Passage for review below:

UGA Professor Awarded Sedgwick Medal for Public Health Service
Monday, October 30th, 2017
University of Georgia professor Jose F. Cordero has been awarded the 2017 Sedgwick Memorial Medal for Distinguished Service in Public Health, the oldest and most prestigious award bestowed by the American Public Health Association.
An international leader in infant and maternal health, Cordero will be honored for his "remarkable record of service in the advancement of public health knowledge and practice" at the association's annual meeting in Atlanta on Nov. 7.
Cordero is the Gordhan and Jinx Patel Distinguished Professor of Public Health and head of the department of epidemiology and biostatistics in UGA's College of Public Health, where he mentors graduate researchers in infectious disease studies and infant and maternal health.
"Dr. Cordero has positively impacted millions over the course of his career not only through his scholarship and practice, but also by teaching and mentoring the next generation of global health practitioners," said UGA President Jere W. Morehead. "I commend him on his achievements and on his receipt of this singular distinction."
Originally trained as a pediatrician, Cordero has dedicated his career to addressing maternal and child health as well as minority health and health disparities. His many contributions to public health include identifying nutritional deficiencies of infant formula, advocating for nutrient fortification in corn and flour to prevent neural tube defects in Hispanic children, promoting child immunizations in the U.S. to eliminate measles, mumps and rubella, and championing early diagnosis for children with autism.
For 27 years, Cordero served at the Centers for Disease Control and Prevention, where he focused on improving the health of mothers and children. His most prominent roles were deputy director of the National Immunization Program and founding director of the National Center for Birth Defects and Developmental Disabilities. In the U.S. Public Health Service, he attained the rank of assistant surgeon general.
"The College of Public Health was very fortunate to recruit Dr. Cordero," said Phillip L. Williams, dean of the college. "He is an inspiration to our faculty and students in public health, and it is an honor to know him as a colleague."
Cordero currently co-directs the Puerto Rico Test site for Exploring Contamination Threats Center as well as the Center for Research on Early Childhood Exposure and Development, both of which examine how exposure to environmental contaminants contributes to the high rate of preterm birth in Puerto Rico.
At the advent of the Zika epidemic in 2015, the PROTECT Center was poised to assist the CDC with Zika surveillance and prevention efforts in Puerto Rico, and Cordero regularly flies there to check on expectant mothers at risk for preterm births or contracting the Zika virus.

End of Passage for review.
Source information below:

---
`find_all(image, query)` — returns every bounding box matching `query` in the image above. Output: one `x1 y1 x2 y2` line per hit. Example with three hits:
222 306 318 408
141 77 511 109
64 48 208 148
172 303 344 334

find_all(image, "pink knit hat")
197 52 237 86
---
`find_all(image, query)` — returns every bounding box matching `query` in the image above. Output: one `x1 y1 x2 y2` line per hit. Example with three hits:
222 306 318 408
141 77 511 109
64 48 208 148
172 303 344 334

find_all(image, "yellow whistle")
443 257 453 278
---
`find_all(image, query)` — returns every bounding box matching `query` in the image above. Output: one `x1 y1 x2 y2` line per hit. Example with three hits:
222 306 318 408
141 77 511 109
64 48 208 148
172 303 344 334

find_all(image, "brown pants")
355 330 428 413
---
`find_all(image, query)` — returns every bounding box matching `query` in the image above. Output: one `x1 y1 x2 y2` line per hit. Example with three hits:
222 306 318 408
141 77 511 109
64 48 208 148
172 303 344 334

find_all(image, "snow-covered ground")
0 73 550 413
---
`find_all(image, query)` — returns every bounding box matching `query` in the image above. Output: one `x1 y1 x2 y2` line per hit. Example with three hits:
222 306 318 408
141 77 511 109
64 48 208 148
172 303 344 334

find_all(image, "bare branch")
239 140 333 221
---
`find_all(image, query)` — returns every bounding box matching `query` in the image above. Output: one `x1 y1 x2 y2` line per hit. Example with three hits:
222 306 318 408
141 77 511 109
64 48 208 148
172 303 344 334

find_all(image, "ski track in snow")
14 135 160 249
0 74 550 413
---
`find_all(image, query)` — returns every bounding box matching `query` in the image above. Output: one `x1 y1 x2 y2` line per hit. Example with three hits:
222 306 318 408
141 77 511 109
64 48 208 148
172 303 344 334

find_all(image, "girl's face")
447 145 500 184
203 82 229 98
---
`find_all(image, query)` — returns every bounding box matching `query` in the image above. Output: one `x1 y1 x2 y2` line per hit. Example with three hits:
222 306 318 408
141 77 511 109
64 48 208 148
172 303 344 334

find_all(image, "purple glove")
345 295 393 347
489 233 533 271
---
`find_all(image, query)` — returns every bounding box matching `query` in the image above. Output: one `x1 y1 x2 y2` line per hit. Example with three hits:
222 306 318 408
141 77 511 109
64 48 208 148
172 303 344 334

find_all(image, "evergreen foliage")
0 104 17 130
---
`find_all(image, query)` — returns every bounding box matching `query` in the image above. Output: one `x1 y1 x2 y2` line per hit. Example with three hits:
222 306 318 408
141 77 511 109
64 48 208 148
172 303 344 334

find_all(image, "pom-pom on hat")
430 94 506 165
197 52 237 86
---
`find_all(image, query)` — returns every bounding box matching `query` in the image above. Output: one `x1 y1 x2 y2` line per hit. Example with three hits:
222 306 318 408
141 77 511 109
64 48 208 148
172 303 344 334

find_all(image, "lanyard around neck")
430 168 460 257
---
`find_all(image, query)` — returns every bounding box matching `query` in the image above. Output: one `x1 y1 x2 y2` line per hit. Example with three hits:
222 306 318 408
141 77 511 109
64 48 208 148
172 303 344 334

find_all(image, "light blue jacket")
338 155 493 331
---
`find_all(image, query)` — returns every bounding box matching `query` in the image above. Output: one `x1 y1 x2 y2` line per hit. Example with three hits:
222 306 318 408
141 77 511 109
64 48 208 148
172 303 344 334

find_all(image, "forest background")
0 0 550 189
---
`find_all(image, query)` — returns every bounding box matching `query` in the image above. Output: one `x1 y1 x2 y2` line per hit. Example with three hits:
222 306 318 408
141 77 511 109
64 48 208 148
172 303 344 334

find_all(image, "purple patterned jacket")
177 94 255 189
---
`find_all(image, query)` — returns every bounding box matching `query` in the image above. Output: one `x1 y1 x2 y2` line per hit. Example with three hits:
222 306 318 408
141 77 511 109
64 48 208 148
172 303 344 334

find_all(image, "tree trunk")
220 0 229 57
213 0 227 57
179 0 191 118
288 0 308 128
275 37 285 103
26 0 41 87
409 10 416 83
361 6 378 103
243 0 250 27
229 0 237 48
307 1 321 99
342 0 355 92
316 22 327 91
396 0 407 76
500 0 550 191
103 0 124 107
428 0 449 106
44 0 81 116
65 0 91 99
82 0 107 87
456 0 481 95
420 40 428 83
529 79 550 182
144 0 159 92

End of Source information.

## Your instructions:
Resume the article on Jose F. Cordero's Sedgwick Medal, picking up after its final sentence. The material that comes after the article is unrelated to it.

## Response:
"At the outbreak of the Zika virus threat, he was the first to organize a conference with physicians and other health professionals to educate them and implement plans for managing the threats of Zika for people in Puerto Rico," said Carmen Velez-Vega, an associate professor of social sciences at the University of Puerto Rico Graduate School of Public Health and principal investigator with the PROTECT and CRECE programs. "In my opinion, Dr. Cordero talks the talk and walks the walk."
Cordero is a former national trustee of the March of Dimes Foundation, a nonprofit organization that works to improve the health of mothers and babies, and he is a longtime member and past president of the Teratology Society, an international and multidisciplinary group of scientists who study birth defects, reproduction and disorders of developmental origin.
"Throughout his career, Dr. Cordero has been a dedicated and passionate teacher, mentor and leader in public health," said Dr. Hani K. Atrash, director of the Division of Healthy Start and Perinatal Services within the Maternal and Child Health Bureau at the U.S. Health Resources and Services Administration. "He has touched and affected the lives of hundreds of public health workers in the United States and globally, including my own."
UGA Senior Vice President for Academic Affairs and Provost Pamela Whitten lauded Cordero for his contributions to advancing health and also for inspiring students.
"Dr. Cordero's record of accomplishment underscores his unwavering commitment to helping people lead healthier lives," Whitten said. "His students go on to make significant contributions of their own, resulting in a far-reaching, world-changing impact."
The APHA notes that the Sedgwick medal is "a true accolade of the profession-the recognition by an individual's colleagues of outstanding accomplishments in the field of public health."
"I'm honored for this recognition and in awe for the many distinguished heroes of public health that have been recognized with this award," said Cordero. "Public health work requires a community, and this recognition goes to the many wonderful colleagues that I have worked with during my career."
The award was established in 1929 in honor of William Thompson Sedgwick in recognition of his service and advancement of the public health field. Sedgwick was president of APHA in 1915 and led the department of biological and public health at Massachusetts Institute of Technology until 1921.
Previous recipients of the award include epidemiologist William H. Foege, credited with eradicating smallpox and Nile River virus; nursing pioneer Margaret G. Arnstein, whose national leadership in public health nursing helped modernize the profession; and immunologist Hans Zinsser, who first isolated the typhus bacterium and developed a protective vaccine.